Record list ::
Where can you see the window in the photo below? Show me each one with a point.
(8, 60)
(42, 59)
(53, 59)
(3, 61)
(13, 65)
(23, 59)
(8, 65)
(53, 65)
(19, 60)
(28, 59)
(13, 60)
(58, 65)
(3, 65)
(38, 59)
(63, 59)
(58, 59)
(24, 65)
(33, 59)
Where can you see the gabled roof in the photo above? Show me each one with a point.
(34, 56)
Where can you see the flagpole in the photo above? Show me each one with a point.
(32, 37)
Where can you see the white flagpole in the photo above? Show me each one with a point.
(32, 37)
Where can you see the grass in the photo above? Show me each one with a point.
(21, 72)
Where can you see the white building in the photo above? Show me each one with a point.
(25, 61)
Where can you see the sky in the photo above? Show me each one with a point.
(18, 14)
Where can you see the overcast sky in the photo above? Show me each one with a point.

Task description :: Please format all of the records above as a numbered list, leaving out any blank lines.

The solution ::
1. Where can you see the window in the photo below? Show me each one with a point.
2. (8, 60)
3. (42, 59)
4. (53, 59)
5. (3, 61)
6. (13, 65)
7. (23, 59)
8. (8, 65)
9. (53, 65)
10. (19, 60)
11. (28, 59)
12. (13, 60)
13. (58, 65)
14. (3, 65)
15. (38, 59)
16. (63, 59)
17. (58, 59)
18. (24, 65)
19. (33, 59)
20. Where can you see the gabled roof in the photo above? Show me each one with a point.
21. (34, 56)
22. Where can you see the flagpole in the photo above? Show me each one with a point.
23. (32, 37)
24. Where can you see the white flagpole in the photo above? Show me each one with a point.
25. (32, 37)
26. Where can you see the grass in the photo above? Show me each one with a point.
27. (21, 72)
28. Where can you see the white building in the photo above? Show me each one with a point.
29. (25, 61)
30. Where can you see the sky in the photo above? Show me each one with a point.
31. (18, 14)
32. Where can you see the overcast sky in the photo above? Show me each one with a point.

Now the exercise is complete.